## [Exercise requirements]
Extract, from the records beneath this instruction, each line that contains the word "parapet".

━━ Data extract

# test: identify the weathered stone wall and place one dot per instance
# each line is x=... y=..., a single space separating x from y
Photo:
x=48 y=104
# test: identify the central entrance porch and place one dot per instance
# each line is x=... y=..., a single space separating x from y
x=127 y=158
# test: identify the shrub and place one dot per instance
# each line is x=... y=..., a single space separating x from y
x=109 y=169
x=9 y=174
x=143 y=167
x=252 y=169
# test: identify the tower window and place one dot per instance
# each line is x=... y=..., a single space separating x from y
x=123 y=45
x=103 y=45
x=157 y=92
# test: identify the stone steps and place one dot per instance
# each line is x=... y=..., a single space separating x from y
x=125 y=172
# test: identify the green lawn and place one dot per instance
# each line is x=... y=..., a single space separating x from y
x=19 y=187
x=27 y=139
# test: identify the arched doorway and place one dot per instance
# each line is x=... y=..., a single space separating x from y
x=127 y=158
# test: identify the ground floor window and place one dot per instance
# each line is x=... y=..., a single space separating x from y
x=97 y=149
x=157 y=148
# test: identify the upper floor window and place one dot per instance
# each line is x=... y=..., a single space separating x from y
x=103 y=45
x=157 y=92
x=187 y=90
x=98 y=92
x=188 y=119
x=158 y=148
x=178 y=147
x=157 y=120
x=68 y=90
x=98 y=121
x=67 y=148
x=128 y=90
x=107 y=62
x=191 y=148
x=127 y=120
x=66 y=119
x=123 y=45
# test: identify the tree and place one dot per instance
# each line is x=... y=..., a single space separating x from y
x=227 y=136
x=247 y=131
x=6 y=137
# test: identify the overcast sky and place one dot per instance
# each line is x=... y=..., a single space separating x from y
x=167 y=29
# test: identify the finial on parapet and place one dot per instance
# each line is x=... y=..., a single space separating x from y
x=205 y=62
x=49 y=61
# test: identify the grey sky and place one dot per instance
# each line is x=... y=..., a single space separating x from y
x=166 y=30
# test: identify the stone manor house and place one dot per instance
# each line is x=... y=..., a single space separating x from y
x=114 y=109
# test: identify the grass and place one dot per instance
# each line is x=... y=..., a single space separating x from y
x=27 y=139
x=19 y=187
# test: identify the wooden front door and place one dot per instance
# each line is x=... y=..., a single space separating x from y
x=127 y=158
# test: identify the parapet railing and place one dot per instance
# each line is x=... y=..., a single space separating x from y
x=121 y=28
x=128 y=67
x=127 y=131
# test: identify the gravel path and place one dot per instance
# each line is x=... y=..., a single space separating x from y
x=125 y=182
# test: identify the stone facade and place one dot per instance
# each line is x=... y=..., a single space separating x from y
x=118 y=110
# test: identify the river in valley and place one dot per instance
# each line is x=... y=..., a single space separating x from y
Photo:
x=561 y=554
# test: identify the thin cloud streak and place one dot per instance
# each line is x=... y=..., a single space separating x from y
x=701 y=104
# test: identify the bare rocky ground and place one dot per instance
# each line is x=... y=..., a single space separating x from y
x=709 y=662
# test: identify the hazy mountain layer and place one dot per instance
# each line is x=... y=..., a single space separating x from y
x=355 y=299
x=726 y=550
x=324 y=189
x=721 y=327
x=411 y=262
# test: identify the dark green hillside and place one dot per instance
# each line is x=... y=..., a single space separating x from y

━━━━

## [Answer area]
# test: identify the finial on parapet and place one dot per instance
# test: identify the parapet railing and place one dot per instance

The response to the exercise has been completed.